===== Data for analysis =====
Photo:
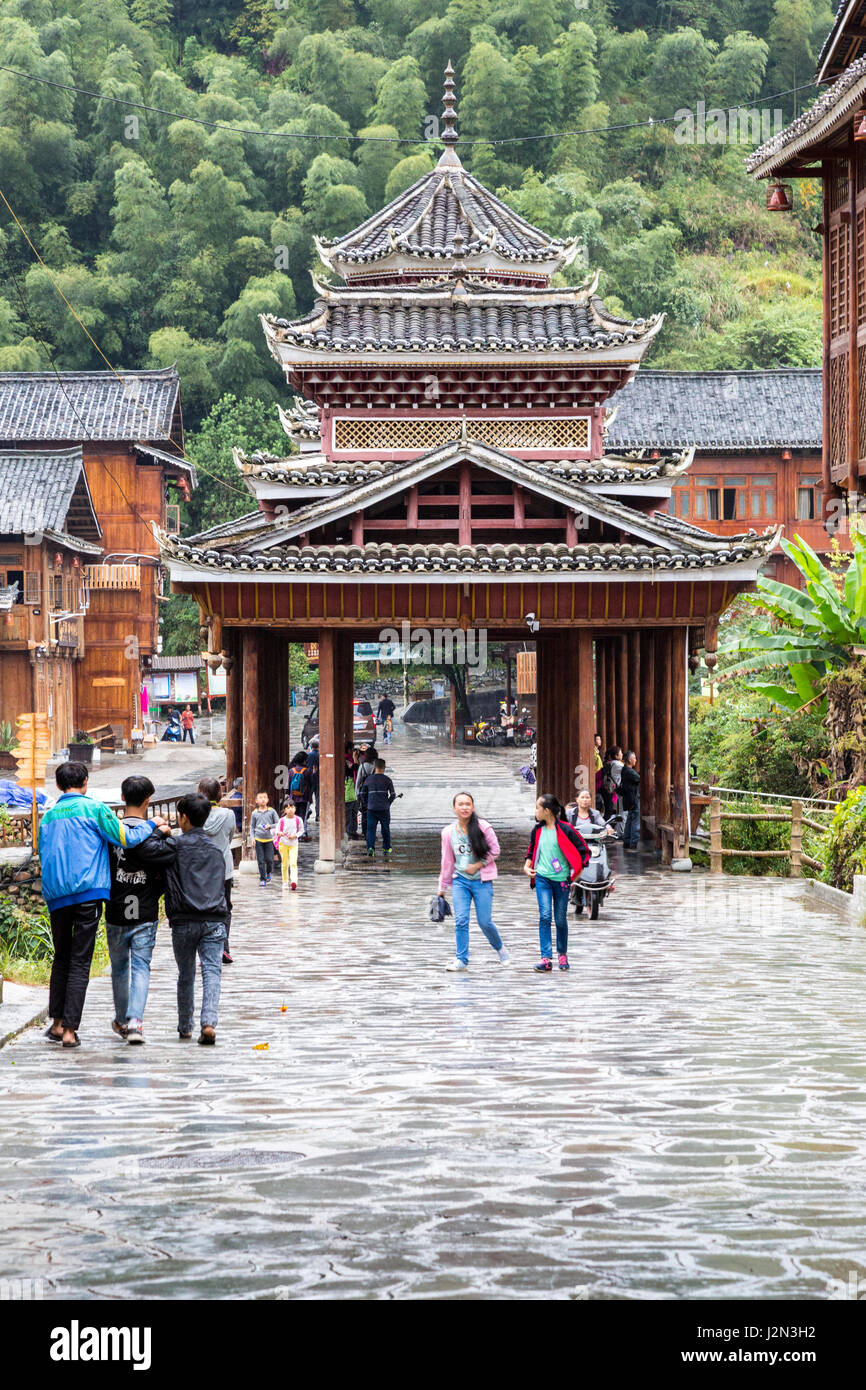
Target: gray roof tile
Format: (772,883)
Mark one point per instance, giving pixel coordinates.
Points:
(39,488)
(719,410)
(88,405)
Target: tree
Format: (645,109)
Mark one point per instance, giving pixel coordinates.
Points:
(406,173)
(231,423)
(819,634)
(401,99)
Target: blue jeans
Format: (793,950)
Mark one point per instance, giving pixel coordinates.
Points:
(466,891)
(552,901)
(378,818)
(631,836)
(131,948)
(205,938)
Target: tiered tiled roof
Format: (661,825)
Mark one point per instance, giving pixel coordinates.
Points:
(46,492)
(446,220)
(755,410)
(320,471)
(86,405)
(387,559)
(456,319)
(830,110)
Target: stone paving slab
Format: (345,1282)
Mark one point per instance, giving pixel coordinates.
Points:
(679,1116)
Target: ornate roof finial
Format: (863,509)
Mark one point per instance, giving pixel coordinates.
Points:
(449,113)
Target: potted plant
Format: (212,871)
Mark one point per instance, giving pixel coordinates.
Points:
(7,742)
(81,748)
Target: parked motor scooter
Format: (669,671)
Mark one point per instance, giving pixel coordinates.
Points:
(597,880)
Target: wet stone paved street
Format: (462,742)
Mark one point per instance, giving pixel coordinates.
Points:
(683,1115)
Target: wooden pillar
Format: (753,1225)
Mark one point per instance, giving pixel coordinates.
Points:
(662,729)
(256,713)
(610,694)
(330,745)
(234,705)
(634,692)
(679,740)
(622,692)
(854,414)
(585,716)
(647,763)
(826,435)
(601,690)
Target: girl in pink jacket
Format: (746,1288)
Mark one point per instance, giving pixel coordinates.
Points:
(469,863)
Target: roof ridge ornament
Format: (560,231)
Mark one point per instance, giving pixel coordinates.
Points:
(449,121)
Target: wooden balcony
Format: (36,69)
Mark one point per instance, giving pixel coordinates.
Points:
(15,626)
(113,577)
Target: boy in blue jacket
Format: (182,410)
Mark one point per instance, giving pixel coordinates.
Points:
(74,840)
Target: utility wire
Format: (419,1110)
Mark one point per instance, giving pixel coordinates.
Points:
(385,139)
(111,369)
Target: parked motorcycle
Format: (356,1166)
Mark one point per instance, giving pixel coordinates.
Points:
(597,880)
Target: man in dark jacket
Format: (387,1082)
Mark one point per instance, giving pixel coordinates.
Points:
(630,788)
(377,795)
(195,902)
(138,881)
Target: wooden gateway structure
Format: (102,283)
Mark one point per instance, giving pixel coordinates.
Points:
(452,474)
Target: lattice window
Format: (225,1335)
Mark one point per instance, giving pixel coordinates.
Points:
(428,434)
(838,413)
(838,280)
(862,402)
(838,191)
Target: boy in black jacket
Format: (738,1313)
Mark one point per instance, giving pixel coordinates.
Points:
(377,795)
(195,902)
(138,881)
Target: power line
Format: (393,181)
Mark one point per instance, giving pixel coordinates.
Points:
(385,139)
(160,432)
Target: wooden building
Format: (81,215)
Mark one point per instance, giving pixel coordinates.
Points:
(49,537)
(453,474)
(827,142)
(128,430)
(758,448)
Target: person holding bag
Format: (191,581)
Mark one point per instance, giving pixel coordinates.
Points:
(469,862)
(289,829)
(556,855)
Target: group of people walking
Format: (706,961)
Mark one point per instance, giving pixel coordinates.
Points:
(617,786)
(92,858)
(555,858)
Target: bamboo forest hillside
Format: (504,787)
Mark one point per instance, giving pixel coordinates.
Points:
(173,163)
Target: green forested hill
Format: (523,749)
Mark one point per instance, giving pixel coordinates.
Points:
(170,234)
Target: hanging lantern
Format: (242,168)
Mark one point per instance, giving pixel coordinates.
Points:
(779,198)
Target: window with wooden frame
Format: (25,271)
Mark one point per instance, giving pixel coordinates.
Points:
(809,498)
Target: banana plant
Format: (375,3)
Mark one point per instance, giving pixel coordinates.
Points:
(820,626)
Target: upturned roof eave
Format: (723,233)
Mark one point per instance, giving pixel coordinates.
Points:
(833,109)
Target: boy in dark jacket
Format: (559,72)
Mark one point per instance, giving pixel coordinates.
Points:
(74,840)
(630,787)
(377,797)
(195,902)
(138,881)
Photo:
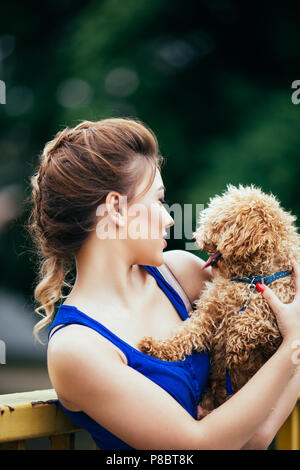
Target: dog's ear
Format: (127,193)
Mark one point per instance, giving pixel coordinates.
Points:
(248,233)
(244,222)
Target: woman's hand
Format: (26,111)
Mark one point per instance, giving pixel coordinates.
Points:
(287,315)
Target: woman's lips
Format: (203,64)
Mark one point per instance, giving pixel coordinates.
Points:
(213,259)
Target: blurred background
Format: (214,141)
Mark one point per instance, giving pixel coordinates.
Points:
(212,78)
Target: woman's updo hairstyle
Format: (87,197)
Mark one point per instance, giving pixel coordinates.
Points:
(77,169)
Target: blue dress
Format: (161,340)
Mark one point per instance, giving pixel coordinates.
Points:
(184,380)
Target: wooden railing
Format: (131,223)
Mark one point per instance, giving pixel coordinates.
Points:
(36,414)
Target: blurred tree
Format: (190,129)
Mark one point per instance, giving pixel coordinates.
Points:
(212,78)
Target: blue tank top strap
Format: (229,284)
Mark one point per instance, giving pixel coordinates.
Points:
(69,315)
(169,291)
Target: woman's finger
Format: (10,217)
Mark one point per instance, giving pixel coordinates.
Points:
(296,270)
(276,305)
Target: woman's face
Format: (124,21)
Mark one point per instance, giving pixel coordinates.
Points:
(148,221)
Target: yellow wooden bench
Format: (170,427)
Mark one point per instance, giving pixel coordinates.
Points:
(35,414)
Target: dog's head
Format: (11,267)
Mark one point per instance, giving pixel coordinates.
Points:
(247,231)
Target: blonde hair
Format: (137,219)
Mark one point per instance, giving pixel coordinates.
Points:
(77,169)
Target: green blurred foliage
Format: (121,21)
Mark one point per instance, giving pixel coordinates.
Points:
(212,79)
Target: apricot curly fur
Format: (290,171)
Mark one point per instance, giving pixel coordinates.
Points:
(255,236)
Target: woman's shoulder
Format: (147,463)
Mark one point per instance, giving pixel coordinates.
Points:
(187,269)
(67,343)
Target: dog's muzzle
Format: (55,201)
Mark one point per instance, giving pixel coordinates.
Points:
(212,260)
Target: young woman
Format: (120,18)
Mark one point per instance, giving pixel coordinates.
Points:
(124,398)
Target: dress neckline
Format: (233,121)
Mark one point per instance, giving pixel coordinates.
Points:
(154,273)
(87,317)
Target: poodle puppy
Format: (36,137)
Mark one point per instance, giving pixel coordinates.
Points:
(249,237)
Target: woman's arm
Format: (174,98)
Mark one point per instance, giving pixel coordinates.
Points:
(277,417)
(88,373)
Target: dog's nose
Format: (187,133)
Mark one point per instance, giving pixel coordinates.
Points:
(212,259)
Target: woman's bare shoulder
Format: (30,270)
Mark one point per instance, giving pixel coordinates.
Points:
(73,337)
(187,269)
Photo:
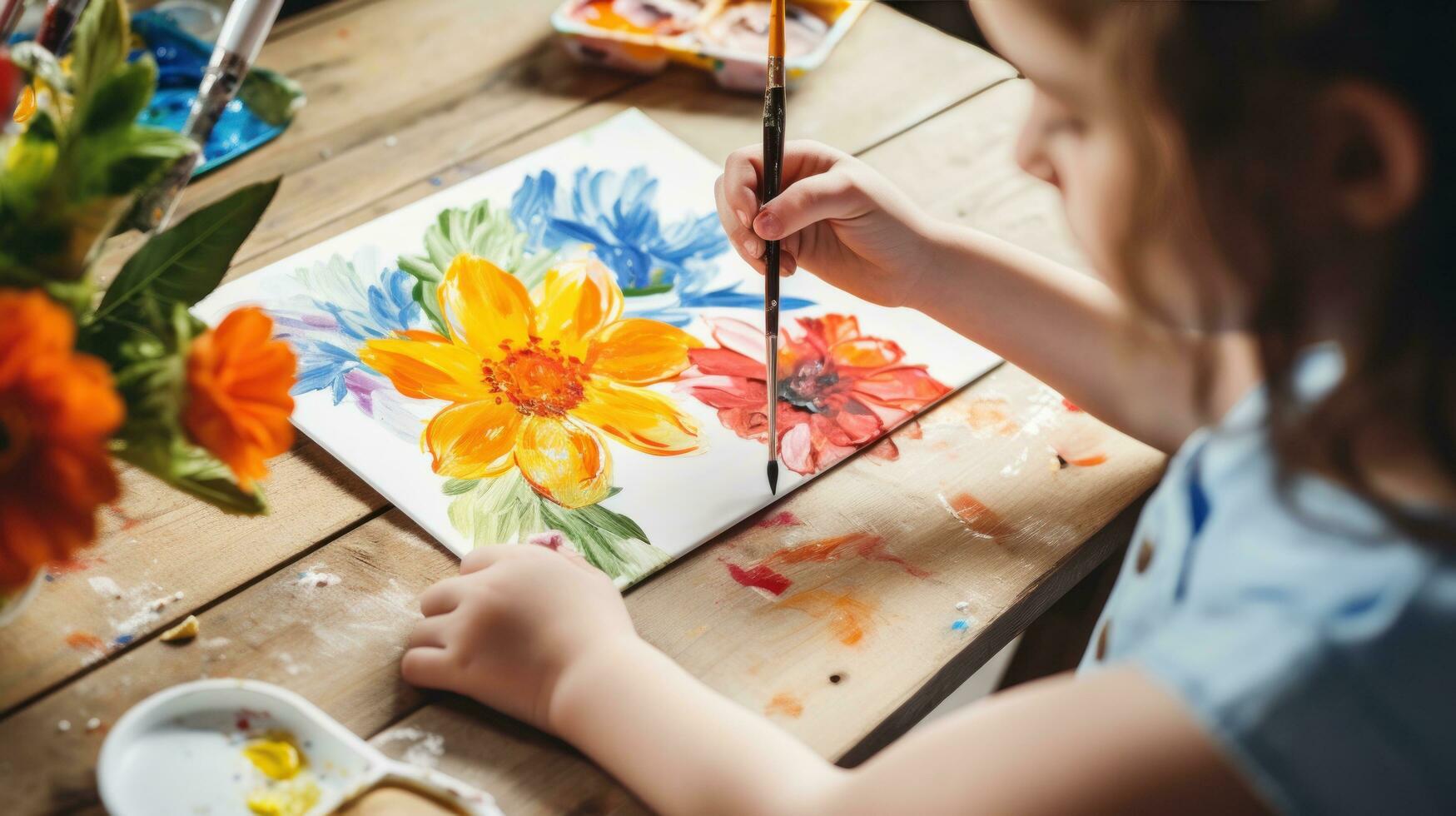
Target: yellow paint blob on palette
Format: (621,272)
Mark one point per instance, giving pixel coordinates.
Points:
(567,351)
(231,746)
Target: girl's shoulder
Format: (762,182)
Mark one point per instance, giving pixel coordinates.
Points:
(1310,637)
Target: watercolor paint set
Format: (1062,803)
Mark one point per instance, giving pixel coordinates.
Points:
(727,38)
(226,746)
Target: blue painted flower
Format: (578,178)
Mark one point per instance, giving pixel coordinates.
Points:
(668,270)
(330,311)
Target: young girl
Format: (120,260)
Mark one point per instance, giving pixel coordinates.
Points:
(1267,194)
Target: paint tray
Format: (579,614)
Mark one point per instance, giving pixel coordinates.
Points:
(181,751)
(689,40)
(260,114)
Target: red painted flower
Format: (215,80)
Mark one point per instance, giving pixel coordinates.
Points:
(837,390)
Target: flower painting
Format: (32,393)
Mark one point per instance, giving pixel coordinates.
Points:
(837,388)
(562,350)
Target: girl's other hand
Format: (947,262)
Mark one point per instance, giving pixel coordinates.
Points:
(835,216)
(509,627)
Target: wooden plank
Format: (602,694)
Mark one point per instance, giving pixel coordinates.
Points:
(852,641)
(319,495)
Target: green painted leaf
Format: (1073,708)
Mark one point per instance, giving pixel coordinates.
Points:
(188,261)
(507,510)
(482,231)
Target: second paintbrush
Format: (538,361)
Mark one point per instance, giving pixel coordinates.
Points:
(773,124)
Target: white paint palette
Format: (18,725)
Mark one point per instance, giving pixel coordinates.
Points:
(181,752)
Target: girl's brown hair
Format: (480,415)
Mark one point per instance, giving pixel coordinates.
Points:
(1240,82)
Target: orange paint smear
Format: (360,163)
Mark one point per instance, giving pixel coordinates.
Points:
(85,640)
(847,618)
(976,516)
(991,415)
(73,565)
(862,545)
(785,704)
(602,13)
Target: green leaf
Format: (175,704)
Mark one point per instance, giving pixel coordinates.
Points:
(98,47)
(124,161)
(120,98)
(188,261)
(507,510)
(38,63)
(425,295)
(271,97)
(480,231)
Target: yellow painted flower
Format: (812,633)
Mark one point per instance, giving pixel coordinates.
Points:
(536,379)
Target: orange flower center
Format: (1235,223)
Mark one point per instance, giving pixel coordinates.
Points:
(15,436)
(539,381)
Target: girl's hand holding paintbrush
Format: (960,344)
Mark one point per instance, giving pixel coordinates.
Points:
(836,216)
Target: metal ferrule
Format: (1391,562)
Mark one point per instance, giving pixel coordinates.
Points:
(773,396)
(775,72)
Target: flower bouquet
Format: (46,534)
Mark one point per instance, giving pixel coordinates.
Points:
(89,373)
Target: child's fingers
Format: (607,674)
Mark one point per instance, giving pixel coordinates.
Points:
(427,666)
(806,203)
(744,242)
(742,182)
(441,598)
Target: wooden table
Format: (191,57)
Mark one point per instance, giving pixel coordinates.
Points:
(406,98)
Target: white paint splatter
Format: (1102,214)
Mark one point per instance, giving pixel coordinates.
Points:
(425,749)
(107,588)
(313,577)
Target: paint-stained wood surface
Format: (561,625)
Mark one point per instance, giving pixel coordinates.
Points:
(970,506)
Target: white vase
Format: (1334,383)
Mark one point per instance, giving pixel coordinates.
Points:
(15,602)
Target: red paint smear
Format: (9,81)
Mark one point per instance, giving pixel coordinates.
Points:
(783,519)
(976,516)
(760,577)
(886,450)
(864,545)
(1088,460)
(85,640)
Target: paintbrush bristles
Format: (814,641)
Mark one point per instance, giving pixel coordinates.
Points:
(778,15)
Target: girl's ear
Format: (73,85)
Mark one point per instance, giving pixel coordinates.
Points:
(1372,153)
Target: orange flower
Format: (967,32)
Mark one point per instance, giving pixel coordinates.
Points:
(237,406)
(534,381)
(57,408)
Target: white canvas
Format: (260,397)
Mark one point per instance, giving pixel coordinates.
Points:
(324,305)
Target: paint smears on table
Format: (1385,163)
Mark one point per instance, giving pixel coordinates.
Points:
(783,519)
(849,619)
(760,577)
(861,545)
(976,516)
(783,704)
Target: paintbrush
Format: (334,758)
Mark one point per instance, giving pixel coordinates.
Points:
(243,31)
(57,23)
(773,122)
(11,13)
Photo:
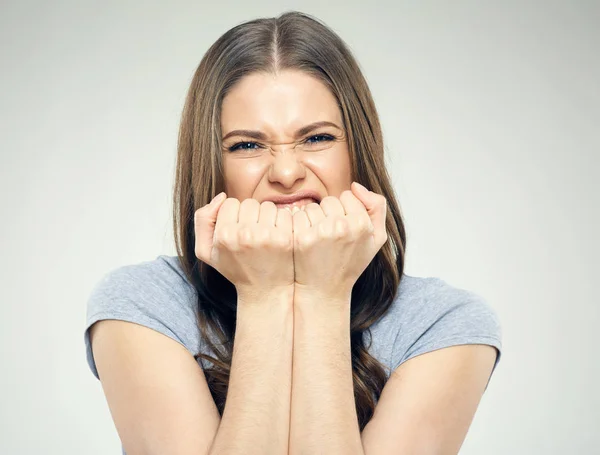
=====
» Exercise prompt:
Reproduce, without alteration and without pictures, only those lines that lie between the first line of the entries above and the line containing "Format: (36,69)", both of them included.

» Answer for the task:
Photo:
Target: gray roof tile
Format: (772,883)
Mark one point per instance, giving pixel coordinates.
Points:
(39,488)
(719,410)
(88,405)
Target: tree
Format: (645,109)
Mark one point per instance, giving pixel coordinates.
Points:
(406,173)
(231,423)
(819,634)
(401,99)
Target: blue jeans
Format: (793,950)
Mark one point per instance, giving pixel coordinates.
Points:
(466,891)
(552,901)
(378,818)
(631,836)
(131,948)
(205,938)
Target: tiered tiled roof
Format: (661,825)
Mark one point per instance, giving pixel coordinates.
Points:
(46,492)
(446,220)
(755,410)
(320,471)
(86,405)
(387,559)
(456,319)
(830,110)
Target: stone paving slab
Format: (345,1282)
Mark one point per instance, giving pixel coordinates.
Points:
(679,1116)
Target: ornate roof finial
Format: (863,509)
Mark one point per instance, giving pixel coordinates.
Points:
(449,113)
Target: potted plant
Format: (212,871)
Mark one point per instance, giving pixel coordinates.
Points:
(7,742)
(81,748)
Target: parked motor scooter
Format: (669,671)
Mark one point per instance, giving pixel coordinates.
Points:
(597,880)
Target: wet stone paved street
Format: (462,742)
Mark one point per instance, giving pixel coordinates.
Points:
(683,1115)
Target: wooden pillar
Format: (753,1225)
Mark one point per instance, giving pixel coordinates.
Points:
(662,729)
(256,713)
(610,694)
(330,745)
(234,705)
(634,692)
(679,740)
(622,692)
(854,414)
(585,716)
(647,763)
(826,435)
(601,690)
Target: girl in pink jacket
Format: (746,1288)
Mark one point per instance, giving pixel coordinates.
Points:
(469,863)
Target: roof ridge ornament
Format: (560,231)
Mark one point per instance, giving pixel coordinates.
Points:
(449,121)
Target: wooden balcony
Format: (36,69)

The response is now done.